◆ EXERCISE DETAILS: Copy the records below, changing every "drop" to "place" and keeping everything else the same. Leave the pictures out of your answer.

◆ RECORDS:
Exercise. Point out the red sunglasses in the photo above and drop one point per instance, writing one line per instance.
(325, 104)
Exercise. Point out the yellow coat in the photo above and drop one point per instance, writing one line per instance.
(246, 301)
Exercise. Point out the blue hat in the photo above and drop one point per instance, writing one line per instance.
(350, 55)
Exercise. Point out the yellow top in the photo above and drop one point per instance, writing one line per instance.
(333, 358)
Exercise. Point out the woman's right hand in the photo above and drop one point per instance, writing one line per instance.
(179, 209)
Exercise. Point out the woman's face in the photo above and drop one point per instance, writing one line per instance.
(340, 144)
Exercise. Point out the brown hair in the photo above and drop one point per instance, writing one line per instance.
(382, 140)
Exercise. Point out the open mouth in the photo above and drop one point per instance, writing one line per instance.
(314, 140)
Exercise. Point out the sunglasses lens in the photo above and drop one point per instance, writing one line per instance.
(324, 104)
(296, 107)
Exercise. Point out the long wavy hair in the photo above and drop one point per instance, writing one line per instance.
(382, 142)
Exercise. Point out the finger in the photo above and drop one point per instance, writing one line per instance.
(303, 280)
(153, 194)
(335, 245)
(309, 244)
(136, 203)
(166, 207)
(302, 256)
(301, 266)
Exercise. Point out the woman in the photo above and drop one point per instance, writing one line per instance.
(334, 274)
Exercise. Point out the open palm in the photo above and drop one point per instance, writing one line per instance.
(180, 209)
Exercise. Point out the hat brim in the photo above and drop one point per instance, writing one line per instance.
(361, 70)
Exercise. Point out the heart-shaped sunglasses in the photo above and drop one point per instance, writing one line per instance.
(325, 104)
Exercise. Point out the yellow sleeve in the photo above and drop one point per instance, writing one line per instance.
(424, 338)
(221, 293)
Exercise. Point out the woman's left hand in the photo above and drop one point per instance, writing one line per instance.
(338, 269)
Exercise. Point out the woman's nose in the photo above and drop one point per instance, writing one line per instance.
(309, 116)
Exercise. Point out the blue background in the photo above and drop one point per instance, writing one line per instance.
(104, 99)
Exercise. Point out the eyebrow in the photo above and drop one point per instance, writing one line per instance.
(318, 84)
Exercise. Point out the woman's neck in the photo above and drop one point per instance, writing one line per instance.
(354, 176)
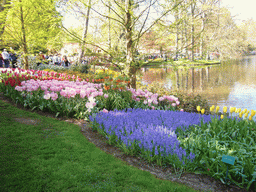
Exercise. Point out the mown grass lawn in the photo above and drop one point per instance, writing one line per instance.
(52, 155)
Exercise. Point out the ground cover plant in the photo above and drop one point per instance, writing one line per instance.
(188, 141)
(196, 143)
(52, 155)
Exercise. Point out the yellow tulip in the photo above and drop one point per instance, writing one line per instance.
(217, 109)
(225, 109)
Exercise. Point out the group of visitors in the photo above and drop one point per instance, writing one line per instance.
(8, 59)
(55, 59)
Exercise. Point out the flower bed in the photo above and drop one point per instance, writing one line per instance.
(65, 95)
(189, 141)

◆ TASK ANSWER:
Exercise. Point out the red sunglasses in the photo above and place one point per instance, writing one line per instance.
(325, 104)
Exercise. Point out the yellow coat in the photo above and place one point per instance, writing one line per instance.
(246, 301)
Exercise. Point out the blue hat in the photo above and place one point per instance, writing one line per instance.
(350, 55)
Exercise. Point out the yellow top in the photo above and place one point per instance, writing one line per instance.
(333, 358)
Exercise. Point out the woman's right hand in the photo above and place one point per instance, writing one line per instance.
(179, 209)
Exercise. Point out the woman's face in the photo above and place one point per instance, writing one line per instance.
(340, 144)
Exercise. Point out the brown hair in the photo above and place one point per instance, writing one line per instance.
(382, 140)
Exercise. Point out the open mouth in the photo above and place one point per instance, writing one line per instance.
(314, 140)
Exercise. Point out the sunglasses lens in the photo above and place one point per instance, writing one line per instance.
(324, 104)
(296, 107)
Exercise. Point out the long wavy hair in the photo above and place one point per instance, writing one line per instance.
(382, 142)
Exercise. Point out the finger in the photo above and place one point per instance, writing one line per instance.
(303, 280)
(153, 194)
(335, 245)
(309, 244)
(136, 203)
(166, 207)
(302, 256)
(301, 266)
Exercise. Point out the woman in the photo above and place one point per instance, writing one line per instance.
(334, 274)
Exercise. Point out the open palm in the photo above and place one point per instance, writing one line per instance.
(180, 209)
Exercise. Point out the hat brim in the photo above and place one point per instance, writing one line per instance.
(361, 70)
Exercise. Point out the heart-shaped sunglasses in the photo above and place one point per instance, writing one line per instance.
(325, 104)
Exercise. Point out the yellow sleeve in the photo above and place one point per instance, writing one line per instance.
(424, 338)
(221, 293)
Exercise. Point out the woman's left hand in the photo above and place one point per instance, writing one line per instance.
(338, 269)
Exercise. Point out the woman's nose in the photo above and place one point per instance, writing one line per instance.
(309, 116)
Exercise. Point out the blue background in the photo above and place one point per instance, writing one line per instance.
(104, 99)
Exercise. Point out the eyebrow in the photo above and place one point per instance, writing one line per instance.
(318, 84)
Exercise. Point out the woman's neck in the photo above and place one point per instance, writing one line per instance.
(354, 176)
Exercise. Point out the mown grass lawn in the photo above and place one point per instance, writing one line per instance.
(52, 155)
Exercise. Point out the ground cover plant in the photo above and place one point per instance, writing one line per instance.
(188, 141)
(196, 143)
(52, 155)
Exercise. Point out the yellow tulip in the photo above and place one point per instance, writing one line per instance.
(217, 109)
(225, 109)
Exercise. Point out the group of visitors in the photo above and place one point per instance, writing one line per instance.
(8, 59)
(55, 59)
Exercise. Point out the flower bed in the photo above and place one point per instance, writing one line per instance.
(65, 95)
(189, 141)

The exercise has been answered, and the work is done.